>> BEGIN Provided data

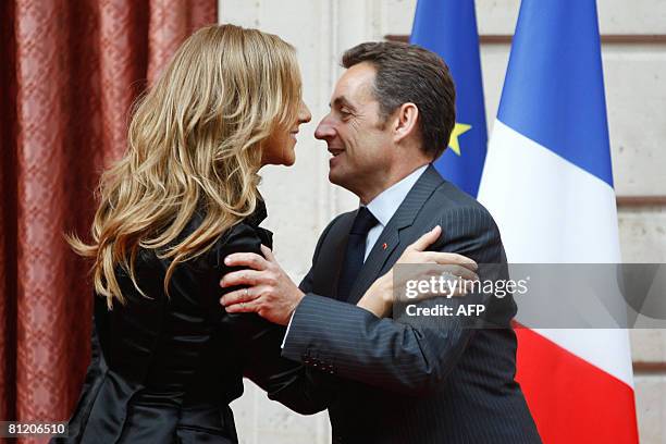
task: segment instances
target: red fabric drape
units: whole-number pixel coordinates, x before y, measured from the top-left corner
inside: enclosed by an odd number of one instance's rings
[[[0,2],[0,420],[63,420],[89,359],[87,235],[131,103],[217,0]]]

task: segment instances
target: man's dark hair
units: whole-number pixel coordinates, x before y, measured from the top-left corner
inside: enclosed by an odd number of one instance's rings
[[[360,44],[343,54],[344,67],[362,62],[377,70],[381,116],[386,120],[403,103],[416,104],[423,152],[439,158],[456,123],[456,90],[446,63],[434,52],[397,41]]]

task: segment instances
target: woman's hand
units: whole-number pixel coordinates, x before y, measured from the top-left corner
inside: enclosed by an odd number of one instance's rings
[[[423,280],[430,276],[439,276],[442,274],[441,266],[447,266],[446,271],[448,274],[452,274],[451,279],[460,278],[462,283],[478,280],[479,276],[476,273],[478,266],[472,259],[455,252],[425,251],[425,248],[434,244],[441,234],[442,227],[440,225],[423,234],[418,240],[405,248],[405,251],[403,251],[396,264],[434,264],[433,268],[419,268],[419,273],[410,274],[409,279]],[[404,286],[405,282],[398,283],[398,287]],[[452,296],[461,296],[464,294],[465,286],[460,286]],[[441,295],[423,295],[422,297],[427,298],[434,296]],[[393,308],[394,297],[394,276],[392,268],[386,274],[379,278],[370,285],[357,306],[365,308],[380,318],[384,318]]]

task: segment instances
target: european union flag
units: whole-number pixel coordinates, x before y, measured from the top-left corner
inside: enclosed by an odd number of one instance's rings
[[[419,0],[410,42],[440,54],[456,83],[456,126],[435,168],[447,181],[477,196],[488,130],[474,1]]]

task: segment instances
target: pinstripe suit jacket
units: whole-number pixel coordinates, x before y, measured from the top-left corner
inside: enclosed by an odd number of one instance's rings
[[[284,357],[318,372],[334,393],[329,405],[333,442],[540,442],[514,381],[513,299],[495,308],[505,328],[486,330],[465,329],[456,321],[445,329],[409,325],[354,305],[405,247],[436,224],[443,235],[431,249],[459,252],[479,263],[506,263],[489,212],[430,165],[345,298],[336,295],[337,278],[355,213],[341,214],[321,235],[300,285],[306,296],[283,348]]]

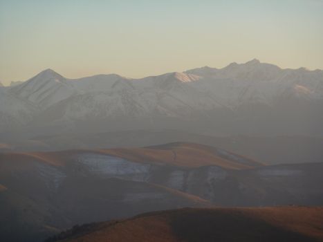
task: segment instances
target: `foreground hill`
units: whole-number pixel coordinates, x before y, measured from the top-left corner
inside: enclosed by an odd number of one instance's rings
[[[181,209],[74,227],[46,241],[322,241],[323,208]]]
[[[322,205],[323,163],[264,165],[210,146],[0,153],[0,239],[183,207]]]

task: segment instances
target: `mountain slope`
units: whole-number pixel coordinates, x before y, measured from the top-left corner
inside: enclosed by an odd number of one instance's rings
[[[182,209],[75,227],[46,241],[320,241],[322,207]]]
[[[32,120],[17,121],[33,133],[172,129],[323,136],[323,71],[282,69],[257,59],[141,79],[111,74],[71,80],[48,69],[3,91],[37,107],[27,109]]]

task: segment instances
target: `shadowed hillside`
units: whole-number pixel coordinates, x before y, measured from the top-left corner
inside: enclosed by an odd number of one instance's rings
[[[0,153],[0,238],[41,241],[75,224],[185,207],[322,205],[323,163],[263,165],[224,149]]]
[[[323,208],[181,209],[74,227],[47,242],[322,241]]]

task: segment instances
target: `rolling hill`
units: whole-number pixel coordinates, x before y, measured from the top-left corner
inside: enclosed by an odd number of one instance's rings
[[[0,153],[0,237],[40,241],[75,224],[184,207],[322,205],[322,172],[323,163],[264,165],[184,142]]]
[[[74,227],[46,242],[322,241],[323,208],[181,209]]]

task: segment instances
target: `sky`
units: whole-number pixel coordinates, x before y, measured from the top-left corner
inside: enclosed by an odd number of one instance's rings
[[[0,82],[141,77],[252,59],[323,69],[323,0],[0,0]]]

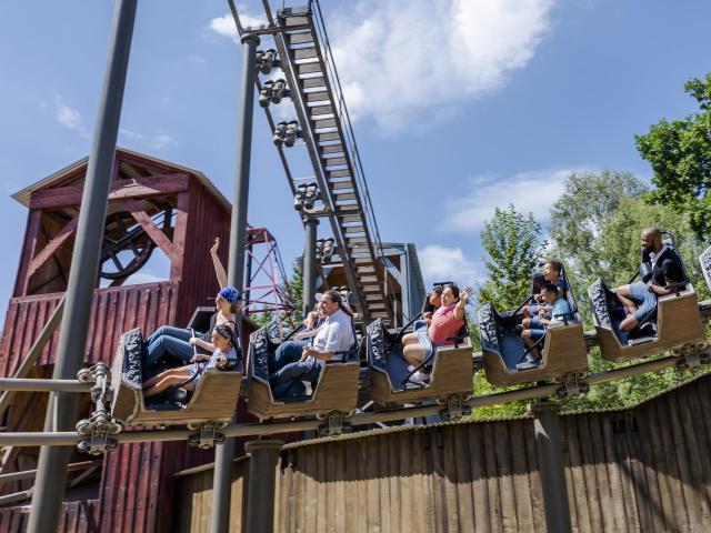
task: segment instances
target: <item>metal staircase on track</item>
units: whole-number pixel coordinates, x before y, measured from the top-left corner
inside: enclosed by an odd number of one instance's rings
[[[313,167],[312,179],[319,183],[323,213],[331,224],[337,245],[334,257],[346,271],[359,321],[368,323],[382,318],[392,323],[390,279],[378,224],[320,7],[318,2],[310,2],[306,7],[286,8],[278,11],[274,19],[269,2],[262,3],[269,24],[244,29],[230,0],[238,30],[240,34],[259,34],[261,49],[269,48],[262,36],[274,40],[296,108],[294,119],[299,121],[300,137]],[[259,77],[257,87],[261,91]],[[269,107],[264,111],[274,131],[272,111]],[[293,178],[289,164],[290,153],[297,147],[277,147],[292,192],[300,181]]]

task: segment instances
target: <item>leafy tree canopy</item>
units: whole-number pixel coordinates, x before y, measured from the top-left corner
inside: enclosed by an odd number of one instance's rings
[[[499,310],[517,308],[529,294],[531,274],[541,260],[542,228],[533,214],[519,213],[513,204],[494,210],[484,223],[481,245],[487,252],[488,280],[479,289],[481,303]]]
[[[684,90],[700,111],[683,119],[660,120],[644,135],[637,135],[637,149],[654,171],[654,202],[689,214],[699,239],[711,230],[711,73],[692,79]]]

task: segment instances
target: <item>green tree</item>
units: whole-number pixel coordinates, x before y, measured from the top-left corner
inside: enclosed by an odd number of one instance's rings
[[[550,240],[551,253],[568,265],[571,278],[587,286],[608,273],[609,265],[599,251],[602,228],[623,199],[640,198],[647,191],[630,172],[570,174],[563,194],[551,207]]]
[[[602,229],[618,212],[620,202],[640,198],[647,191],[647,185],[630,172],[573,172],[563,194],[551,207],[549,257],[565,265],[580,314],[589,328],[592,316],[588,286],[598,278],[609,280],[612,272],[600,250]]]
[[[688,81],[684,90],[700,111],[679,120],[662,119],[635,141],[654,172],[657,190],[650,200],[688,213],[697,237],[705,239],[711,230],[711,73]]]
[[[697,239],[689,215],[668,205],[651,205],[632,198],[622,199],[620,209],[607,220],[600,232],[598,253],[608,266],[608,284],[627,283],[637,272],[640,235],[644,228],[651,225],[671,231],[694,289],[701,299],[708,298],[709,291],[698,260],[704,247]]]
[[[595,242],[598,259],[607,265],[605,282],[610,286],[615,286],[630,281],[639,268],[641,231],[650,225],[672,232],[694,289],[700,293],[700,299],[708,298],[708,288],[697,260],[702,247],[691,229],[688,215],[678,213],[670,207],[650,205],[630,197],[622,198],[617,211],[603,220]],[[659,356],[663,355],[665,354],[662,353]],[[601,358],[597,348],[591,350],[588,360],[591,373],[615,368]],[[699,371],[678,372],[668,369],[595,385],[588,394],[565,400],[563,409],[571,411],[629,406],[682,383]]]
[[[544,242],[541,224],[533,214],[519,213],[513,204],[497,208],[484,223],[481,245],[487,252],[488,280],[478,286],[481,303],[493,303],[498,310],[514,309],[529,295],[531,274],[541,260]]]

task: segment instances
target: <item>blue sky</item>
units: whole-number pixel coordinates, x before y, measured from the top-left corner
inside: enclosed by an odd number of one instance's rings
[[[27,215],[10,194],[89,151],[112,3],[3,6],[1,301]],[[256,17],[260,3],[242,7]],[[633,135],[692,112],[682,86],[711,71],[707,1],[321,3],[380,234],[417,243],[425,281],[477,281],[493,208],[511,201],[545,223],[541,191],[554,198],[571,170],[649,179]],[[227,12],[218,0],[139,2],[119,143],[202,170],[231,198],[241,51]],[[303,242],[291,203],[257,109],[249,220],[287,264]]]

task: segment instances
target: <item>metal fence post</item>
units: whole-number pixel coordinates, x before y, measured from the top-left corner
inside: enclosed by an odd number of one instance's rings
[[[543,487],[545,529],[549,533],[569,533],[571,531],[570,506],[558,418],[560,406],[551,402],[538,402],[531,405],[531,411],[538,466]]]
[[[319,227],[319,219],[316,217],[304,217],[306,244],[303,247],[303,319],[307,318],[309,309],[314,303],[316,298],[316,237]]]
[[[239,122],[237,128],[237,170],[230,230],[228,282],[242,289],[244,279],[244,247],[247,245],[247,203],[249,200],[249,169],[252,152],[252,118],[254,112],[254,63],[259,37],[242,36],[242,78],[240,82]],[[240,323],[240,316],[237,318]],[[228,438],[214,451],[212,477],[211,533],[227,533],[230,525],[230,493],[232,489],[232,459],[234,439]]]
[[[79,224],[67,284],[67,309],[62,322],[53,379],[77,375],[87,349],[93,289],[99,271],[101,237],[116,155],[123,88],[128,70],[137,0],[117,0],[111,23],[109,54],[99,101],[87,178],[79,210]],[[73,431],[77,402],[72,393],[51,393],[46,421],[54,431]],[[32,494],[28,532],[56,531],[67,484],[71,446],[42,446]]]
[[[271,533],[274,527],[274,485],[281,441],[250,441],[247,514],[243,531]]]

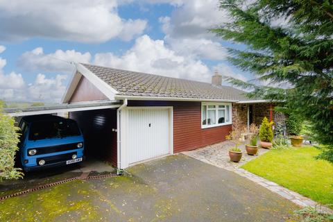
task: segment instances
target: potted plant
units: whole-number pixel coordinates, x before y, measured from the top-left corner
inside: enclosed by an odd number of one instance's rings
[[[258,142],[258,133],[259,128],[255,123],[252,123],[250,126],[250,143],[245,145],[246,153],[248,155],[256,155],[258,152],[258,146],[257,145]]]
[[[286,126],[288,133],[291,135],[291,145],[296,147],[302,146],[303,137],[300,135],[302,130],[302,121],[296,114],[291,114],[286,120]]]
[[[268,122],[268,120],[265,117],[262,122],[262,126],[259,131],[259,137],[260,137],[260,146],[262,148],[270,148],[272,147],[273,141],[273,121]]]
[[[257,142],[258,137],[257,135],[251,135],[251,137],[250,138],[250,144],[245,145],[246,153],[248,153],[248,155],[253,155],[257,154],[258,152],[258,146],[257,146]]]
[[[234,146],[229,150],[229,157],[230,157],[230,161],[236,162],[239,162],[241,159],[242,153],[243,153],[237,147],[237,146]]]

>> END Provided data

* What you should do
Show every line of the data above that contains the word "metal", copying each line in full and treating uppercase and lowercase letters as different.

* Exercise solution
target: <item>metal staircase on track</item>
target: <item>metal fence post</item>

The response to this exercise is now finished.